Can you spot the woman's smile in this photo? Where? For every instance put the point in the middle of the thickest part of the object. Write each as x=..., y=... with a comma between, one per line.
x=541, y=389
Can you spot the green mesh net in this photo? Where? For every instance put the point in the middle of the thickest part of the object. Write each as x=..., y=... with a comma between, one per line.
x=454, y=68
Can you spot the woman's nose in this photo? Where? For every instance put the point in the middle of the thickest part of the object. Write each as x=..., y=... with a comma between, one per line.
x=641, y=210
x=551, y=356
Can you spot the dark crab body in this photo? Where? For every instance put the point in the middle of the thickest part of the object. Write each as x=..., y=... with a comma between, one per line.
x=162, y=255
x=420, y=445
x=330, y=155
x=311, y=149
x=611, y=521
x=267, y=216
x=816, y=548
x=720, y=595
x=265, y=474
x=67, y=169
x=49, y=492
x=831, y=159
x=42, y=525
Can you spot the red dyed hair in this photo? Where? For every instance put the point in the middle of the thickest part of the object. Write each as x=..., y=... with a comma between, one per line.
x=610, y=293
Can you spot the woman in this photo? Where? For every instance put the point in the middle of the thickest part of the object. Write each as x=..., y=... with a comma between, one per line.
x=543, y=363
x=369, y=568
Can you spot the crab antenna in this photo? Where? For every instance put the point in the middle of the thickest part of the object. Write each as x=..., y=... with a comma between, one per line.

* * *

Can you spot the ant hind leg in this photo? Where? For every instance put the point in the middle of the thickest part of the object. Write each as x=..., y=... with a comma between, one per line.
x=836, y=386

--

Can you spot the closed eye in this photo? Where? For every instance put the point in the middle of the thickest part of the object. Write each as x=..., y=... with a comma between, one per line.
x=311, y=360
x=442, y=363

• [What to work on] Look through the entries above and quote exactly the lines from the line with "Can you spot the dark" to the line with "Can you spot the crab", counting both of those lines.

• [Response to this task]
Can you spot the dark crab body in this photo? Where? For every instance put the point in the middle of the thickest part of the object. Write each as x=..., y=... with a comma between, one per line.
x=162, y=255
x=420, y=445
x=330, y=155
x=311, y=149
x=611, y=521
x=267, y=216
x=816, y=548
x=720, y=595
x=265, y=474
x=67, y=169
x=49, y=492
x=831, y=159
x=42, y=525
Can you spot the red dyed hair in this photo? Where? For every instance put the point in the middle of the thickest part of the object. Write each as x=..., y=... with a comma between, one per line.
x=610, y=293
Can you spot the woman in this photo? Where? For every instance put the point in the middle of the thickest part of the object. Write each as x=..., y=... with a comma between, one per line.
x=543, y=363
x=369, y=568
Can you spot the crab antenna in this photo? Where? For every instance put the point in the middle of the thickest part of the object. Write each as x=..., y=... with a comma between, one per line.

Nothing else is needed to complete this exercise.